* WHAT YOU WILL DO
How many lines of the data below contain the string "shoreline", with case counting? Reply with the number alone.

Coordinate annotation data
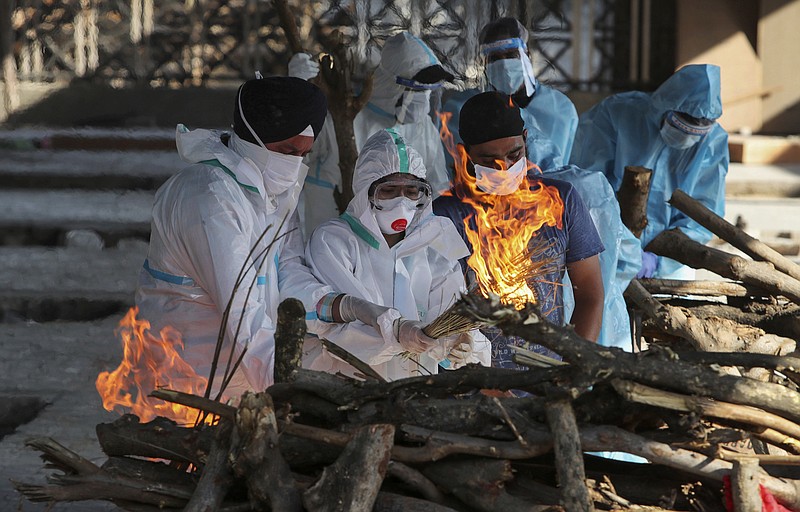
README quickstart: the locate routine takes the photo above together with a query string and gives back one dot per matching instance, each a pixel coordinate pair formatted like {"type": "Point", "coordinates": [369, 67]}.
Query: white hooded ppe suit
{"type": "Point", "coordinates": [420, 276]}
{"type": "Point", "coordinates": [206, 219]}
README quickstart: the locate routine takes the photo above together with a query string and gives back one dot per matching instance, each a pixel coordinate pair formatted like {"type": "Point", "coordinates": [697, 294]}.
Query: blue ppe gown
{"type": "Point", "coordinates": [624, 129]}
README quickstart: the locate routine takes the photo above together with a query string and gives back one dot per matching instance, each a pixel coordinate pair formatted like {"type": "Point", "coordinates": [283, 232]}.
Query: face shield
{"type": "Point", "coordinates": [385, 194]}
{"type": "Point", "coordinates": [508, 67]}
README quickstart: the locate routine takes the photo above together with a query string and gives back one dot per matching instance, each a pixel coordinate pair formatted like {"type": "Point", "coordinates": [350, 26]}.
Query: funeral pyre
{"type": "Point", "coordinates": [710, 402]}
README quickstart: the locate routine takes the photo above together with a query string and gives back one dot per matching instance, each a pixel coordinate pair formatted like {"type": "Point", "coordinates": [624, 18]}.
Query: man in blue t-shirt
{"type": "Point", "coordinates": [494, 135]}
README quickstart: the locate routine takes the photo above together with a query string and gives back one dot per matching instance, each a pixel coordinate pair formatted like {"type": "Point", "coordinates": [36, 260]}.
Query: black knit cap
{"type": "Point", "coordinates": [489, 116]}
{"type": "Point", "coordinates": [278, 108]}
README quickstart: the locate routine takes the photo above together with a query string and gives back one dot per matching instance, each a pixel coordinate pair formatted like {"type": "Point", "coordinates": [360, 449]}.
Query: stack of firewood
{"type": "Point", "coordinates": [712, 405]}
{"type": "Point", "coordinates": [316, 441]}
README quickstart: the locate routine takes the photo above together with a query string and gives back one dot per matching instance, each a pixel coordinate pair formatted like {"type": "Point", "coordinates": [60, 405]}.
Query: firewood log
{"type": "Point", "coordinates": [353, 481]}
{"type": "Point", "coordinates": [731, 234]}
{"type": "Point", "coordinates": [676, 245]}
{"type": "Point", "coordinates": [632, 196]}
{"type": "Point", "coordinates": [258, 460]}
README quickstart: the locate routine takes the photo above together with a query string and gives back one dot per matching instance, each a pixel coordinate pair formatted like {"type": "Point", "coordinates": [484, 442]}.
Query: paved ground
{"type": "Point", "coordinates": [72, 238]}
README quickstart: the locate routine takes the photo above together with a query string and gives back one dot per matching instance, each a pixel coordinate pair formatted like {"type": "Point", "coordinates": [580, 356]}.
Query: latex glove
{"type": "Point", "coordinates": [649, 265]}
{"type": "Point", "coordinates": [352, 308]}
{"type": "Point", "coordinates": [410, 336]}
{"type": "Point", "coordinates": [301, 65]}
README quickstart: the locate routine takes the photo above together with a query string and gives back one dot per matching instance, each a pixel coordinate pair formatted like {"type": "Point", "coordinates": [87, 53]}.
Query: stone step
{"type": "Point", "coordinates": [45, 216]}
{"type": "Point", "coordinates": [88, 170]}
{"type": "Point", "coordinates": [43, 284]}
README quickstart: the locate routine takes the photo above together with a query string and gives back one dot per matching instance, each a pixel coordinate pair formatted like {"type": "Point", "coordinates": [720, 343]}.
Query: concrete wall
{"type": "Point", "coordinates": [723, 32]}
{"type": "Point", "coordinates": [779, 48]}
{"type": "Point", "coordinates": [757, 45]}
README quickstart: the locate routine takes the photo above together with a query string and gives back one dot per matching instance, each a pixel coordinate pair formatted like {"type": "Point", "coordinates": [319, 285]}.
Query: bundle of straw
{"type": "Point", "coordinates": [530, 265]}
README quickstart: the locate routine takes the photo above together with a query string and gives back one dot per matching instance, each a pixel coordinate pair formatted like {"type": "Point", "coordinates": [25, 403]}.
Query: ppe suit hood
{"type": "Point", "coordinates": [693, 89]}
{"type": "Point", "coordinates": [403, 55]}
{"type": "Point", "coordinates": [387, 153]}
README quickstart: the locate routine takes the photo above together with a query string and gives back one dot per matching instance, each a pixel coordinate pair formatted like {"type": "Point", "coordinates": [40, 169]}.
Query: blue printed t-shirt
{"type": "Point", "coordinates": [577, 240]}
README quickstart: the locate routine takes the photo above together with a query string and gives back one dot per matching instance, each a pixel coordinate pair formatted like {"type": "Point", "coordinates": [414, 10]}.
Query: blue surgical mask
{"type": "Point", "coordinates": [506, 75]}
{"type": "Point", "coordinates": [677, 139]}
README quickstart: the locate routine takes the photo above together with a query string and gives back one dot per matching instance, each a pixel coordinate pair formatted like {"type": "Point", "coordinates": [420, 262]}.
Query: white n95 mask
{"type": "Point", "coordinates": [414, 108]}
{"type": "Point", "coordinates": [282, 172]}
{"type": "Point", "coordinates": [394, 215]}
{"type": "Point", "coordinates": [501, 183]}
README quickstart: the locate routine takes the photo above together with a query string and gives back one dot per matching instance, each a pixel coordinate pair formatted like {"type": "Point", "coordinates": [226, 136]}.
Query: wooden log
{"type": "Point", "coordinates": [597, 363]}
{"type": "Point", "coordinates": [712, 335]}
{"type": "Point", "coordinates": [780, 320]}
{"type": "Point", "coordinates": [676, 245]}
{"type": "Point", "coordinates": [351, 393]}
{"type": "Point", "coordinates": [416, 481]}
{"type": "Point", "coordinates": [290, 331]}
{"type": "Point", "coordinates": [569, 458]}
{"type": "Point", "coordinates": [614, 439]}
{"type": "Point", "coordinates": [480, 484]}
{"type": "Point", "coordinates": [258, 459]}
{"type": "Point", "coordinates": [160, 438]}
{"type": "Point", "coordinates": [389, 502]}
{"type": "Point", "coordinates": [61, 457]}
{"type": "Point", "coordinates": [142, 469]}
{"type": "Point", "coordinates": [352, 360]}
{"type": "Point", "coordinates": [353, 481]}
{"type": "Point", "coordinates": [713, 288]}
{"type": "Point", "coordinates": [709, 408]}
{"type": "Point", "coordinates": [733, 235]}
{"type": "Point", "coordinates": [632, 195]}
{"type": "Point", "coordinates": [744, 485]}
{"type": "Point", "coordinates": [216, 478]}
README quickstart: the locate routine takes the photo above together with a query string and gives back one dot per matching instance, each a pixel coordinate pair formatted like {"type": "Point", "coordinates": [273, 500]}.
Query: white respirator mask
{"type": "Point", "coordinates": [499, 182]}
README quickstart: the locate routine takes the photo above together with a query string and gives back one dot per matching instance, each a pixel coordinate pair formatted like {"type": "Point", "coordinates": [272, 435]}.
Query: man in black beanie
{"type": "Point", "coordinates": [225, 236]}
{"type": "Point", "coordinates": [494, 135]}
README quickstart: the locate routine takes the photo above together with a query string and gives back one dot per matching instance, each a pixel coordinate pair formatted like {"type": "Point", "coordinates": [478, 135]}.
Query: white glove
{"type": "Point", "coordinates": [352, 308]}
{"type": "Point", "coordinates": [301, 65]}
{"type": "Point", "coordinates": [410, 336]}
{"type": "Point", "coordinates": [460, 348]}
{"type": "Point", "coordinates": [460, 354]}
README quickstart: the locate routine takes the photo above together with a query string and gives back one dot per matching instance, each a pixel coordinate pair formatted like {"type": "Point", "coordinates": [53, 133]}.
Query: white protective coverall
{"type": "Point", "coordinates": [403, 55]}
{"type": "Point", "coordinates": [316, 199]}
{"type": "Point", "coordinates": [420, 276]}
{"type": "Point", "coordinates": [206, 219]}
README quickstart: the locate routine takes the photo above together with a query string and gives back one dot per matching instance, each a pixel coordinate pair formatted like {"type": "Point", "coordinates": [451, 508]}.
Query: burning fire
{"type": "Point", "coordinates": [505, 238]}
{"type": "Point", "coordinates": [149, 362]}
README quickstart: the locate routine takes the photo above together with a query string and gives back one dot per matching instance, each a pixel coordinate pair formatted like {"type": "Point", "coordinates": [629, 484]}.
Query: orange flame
{"type": "Point", "coordinates": [149, 362]}
{"type": "Point", "coordinates": [506, 225]}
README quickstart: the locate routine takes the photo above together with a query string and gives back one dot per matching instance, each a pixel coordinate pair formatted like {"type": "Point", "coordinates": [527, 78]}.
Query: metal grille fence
{"type": "Point", "coordinates": [177, 43]}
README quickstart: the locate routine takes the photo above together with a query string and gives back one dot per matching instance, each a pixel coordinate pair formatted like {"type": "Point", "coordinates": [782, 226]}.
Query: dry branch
{"type": "Point", "coordinates": [632, 195]}
{"type": "Point", "coordinates": [290, 331]}
{"type": "Point", "coordinates": [731, 234]}
{"type": "Point", "coordinates": [713, 288]}
{"type": "Point", "coordinates": [676, 245]}
{"type": "Point", "coordinates": [353, 481]}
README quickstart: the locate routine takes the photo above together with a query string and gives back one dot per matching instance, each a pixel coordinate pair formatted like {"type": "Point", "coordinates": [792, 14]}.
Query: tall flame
{"type": "Point", "coordinates": [504, 240]}
{"type": "Point", "coordinates": [149, 362]}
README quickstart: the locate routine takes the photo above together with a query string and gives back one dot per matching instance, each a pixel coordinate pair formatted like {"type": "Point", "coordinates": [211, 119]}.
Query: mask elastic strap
{"type": "Point", "coordinates": [241, 114]}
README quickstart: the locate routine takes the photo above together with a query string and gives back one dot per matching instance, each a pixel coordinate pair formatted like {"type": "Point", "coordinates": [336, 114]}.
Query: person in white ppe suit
{"type": "Point", "coordinates": [390, 249]}
{"type": "Point", "coordinates": [317, 203]}
{"type": "Point", "coordinates": [233, 208]}
{"type": "Point", "coordinates": [508, 70]}
{"type": "Point", "coordinates": [401, 92]}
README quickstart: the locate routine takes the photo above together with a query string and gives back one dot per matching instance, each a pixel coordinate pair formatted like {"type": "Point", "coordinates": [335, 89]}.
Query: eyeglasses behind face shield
{"type": "Point", "coordinates": [386, 193]}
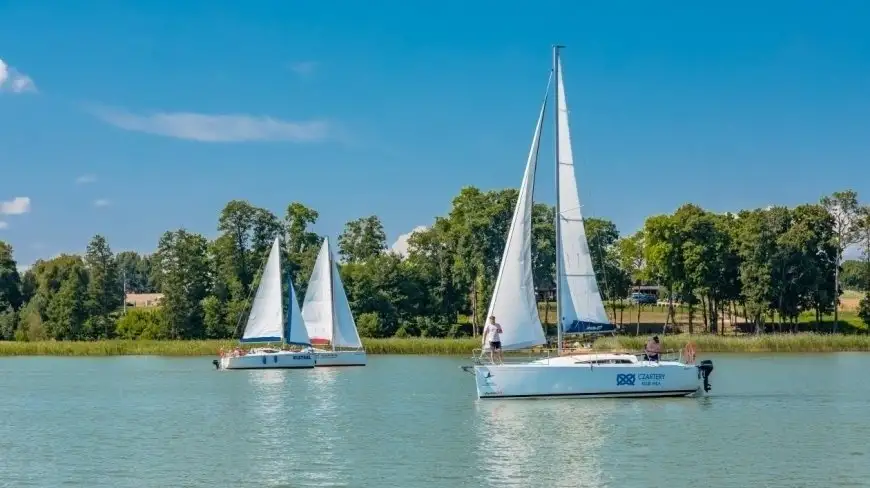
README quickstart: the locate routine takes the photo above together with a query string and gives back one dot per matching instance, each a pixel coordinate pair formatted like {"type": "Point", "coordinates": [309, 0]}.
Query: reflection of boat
{"type": "Point", "coordinates": [578, 302]}
{"type": "Point", "coordinates": [513, 437]}
{"type": "Point", "coordinates": [328, 317]}
{"type": "Point", "coordinates": [266, 325]}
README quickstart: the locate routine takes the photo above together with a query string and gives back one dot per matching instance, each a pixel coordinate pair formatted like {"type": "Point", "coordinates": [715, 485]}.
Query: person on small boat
{"type": "Point", "coordinates": [491, 334]}
{"type": "Point", "coordinates": [653, 349]}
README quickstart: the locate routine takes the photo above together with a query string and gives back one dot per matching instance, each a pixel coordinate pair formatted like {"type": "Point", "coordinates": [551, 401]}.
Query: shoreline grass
{"type": "Point", "coordinates": [770, 343]}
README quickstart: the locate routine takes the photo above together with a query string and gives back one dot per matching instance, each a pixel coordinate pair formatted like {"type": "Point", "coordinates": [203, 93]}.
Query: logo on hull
{"type": "Point", "coordinates": [627, 379]}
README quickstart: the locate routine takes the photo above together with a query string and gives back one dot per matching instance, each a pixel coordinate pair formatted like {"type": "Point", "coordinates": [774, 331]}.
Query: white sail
{"type": "Point", "coordinates": [580, 305]}
{"type": "Point", "coordinates": [513, 299]}
{"type": "Point", "coordinates": [265, 322]}
{"type": "Point", "coordinates": [345, 333]}
{"type": "Point", "coordinates": [317, 307]}
{"type": "Point", "coordinates": [296, 330]}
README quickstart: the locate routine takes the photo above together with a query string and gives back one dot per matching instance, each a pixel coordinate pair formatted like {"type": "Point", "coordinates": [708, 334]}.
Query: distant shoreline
{"type": "Point", "coordinates": [768, 343]}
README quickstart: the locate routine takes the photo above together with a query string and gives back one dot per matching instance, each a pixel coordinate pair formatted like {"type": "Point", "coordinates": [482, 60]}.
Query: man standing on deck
{"type": "Point", "coordinates": [491, 335]}
{"type": "Point", "coordinates": [653, 349]}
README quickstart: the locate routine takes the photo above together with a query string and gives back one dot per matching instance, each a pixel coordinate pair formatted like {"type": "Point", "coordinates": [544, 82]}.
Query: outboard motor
{"type": "Point", "coordinates": [705, 369]}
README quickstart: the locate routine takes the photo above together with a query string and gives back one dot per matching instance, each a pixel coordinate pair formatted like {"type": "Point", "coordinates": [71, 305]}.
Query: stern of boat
{"type": "Point", "coordinates": [705, 369]}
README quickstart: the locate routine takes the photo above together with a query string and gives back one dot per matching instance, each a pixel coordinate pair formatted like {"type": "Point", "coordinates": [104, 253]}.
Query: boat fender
{"type": "Point", "coordinates": [705, 369]}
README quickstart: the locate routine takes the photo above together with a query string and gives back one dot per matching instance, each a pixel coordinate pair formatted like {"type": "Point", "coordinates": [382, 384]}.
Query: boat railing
{"type": "Point", "coordinates": [482, 356]}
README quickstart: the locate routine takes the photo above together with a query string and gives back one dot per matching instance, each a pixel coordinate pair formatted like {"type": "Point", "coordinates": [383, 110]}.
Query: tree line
{"type": "Point", "coordinates": [769, 266]}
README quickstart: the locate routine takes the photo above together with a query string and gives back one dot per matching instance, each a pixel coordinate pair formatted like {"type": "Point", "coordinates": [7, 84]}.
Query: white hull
{"type": "Point", "coordinates": [324, 358]}
{"type": "Point", "coordinates": [270, 360]}
{"type": "Point", "coordinates": [581, 377]}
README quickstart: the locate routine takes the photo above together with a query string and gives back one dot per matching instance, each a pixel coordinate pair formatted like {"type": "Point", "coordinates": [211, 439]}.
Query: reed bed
{"type": "Point", "coordinates": [805, 342]}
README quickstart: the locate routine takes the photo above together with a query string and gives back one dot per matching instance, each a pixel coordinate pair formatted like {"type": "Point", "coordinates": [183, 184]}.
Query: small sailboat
{"type": "Point", "coordinates": [267, 325]}
{"type": "Point", "coordinates": [578, 303]}
{"type": "Point", "coordinates": [328, 317]}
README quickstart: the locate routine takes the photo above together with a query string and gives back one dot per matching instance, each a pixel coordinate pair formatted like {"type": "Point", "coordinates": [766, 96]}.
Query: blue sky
{"type": "Point", "coordinates": [131, 118]}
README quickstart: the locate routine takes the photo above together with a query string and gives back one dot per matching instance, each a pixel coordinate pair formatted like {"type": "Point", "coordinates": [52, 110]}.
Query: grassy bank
{"type": "Point", "coordinates": [417, 346]}
{"type": "Point", "coordinates": [748, 343]}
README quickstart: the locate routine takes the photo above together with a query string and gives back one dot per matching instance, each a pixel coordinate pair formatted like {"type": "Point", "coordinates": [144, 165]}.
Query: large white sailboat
{"type": "Point", "coordinates": [266, 325]}
{"type": "Point", "coordinates": [328, 317]}
{"type": "Point", "coordinates": [578, 304]}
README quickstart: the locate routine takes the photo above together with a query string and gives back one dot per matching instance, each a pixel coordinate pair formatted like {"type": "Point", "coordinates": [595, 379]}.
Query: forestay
{"type": "Point", "coordinates": [580, 305]}
{"type": "Point", "coordinates": [513, 300]}
{"type": "Point", "coordinates": [265, 322]}
{"type": "Point", "coordinates": [326, 309]}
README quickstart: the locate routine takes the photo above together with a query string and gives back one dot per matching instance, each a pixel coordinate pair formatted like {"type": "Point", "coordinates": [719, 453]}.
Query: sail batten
{"type": "Point", "coordinates": [317, 306]}
{"type": "Point", "coordinates": [513, 300]}
{"type": "Point", "coordinates": [581, 308]}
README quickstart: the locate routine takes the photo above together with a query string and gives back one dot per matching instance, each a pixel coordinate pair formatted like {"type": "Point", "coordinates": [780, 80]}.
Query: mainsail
{"type": "Point", "coordinates": [580, 306]}
{"type": "Point", "coordinates": [513, 299]}
{"type": "Point", "coordinates": [317, 306]}
{"type": "Point", "coordinates": [265, 322]}
{"type": "Point", "coordinates": [296, 331]}
{"type": "Point", "coordinates": [325, 309]}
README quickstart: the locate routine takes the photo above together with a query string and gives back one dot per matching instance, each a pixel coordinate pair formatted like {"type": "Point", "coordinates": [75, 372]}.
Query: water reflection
{"type": "Point", "coordinates": [269, 404]}
{"type": "Point", "coordinates": [563, 438]}
{"type": "Point", "coordinates": [326, 468]}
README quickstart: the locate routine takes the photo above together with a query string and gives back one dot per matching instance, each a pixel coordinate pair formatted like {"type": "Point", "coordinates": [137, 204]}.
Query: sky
{"type": "Point", "coordinates": [131, 118]}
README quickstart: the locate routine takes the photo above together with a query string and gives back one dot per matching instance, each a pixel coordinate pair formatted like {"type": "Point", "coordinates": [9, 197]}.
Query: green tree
{"type": "Point", "coordinates": [10, 280]}
{"type": "Point", "coordinates": [301, 244]}
{"type": "Point", "coordinates": [10, 292]}
{"type": "Point", "coordinates": [855, 275]}
{"type": "Point", "coordinates": [67, 311]}
{"type": "Point", "coordinates": [362, 239]}
{"type": "Point", "coordinates": [430, 262]}
{"type": "Point", "coordinates": [183, 265]}
{"type": "Point", "coordinates": [134, 272]}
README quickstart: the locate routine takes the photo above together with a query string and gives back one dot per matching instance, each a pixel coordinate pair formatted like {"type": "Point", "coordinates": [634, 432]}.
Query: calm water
{"type": "Point", "coordinates": [770, 421]}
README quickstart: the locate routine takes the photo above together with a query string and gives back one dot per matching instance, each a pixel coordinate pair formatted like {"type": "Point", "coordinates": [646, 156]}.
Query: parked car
{"type": "Point", "coordinates": [642, 298]}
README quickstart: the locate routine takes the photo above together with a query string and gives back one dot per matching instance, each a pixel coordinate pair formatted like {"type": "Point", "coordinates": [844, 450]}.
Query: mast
{"type": "Point", "coordinates": [331, 297]}
{"type": "Point", "coordinates": [556, 76]}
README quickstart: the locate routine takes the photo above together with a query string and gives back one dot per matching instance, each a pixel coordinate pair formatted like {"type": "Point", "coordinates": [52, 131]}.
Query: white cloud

* TASK OUTPUT
2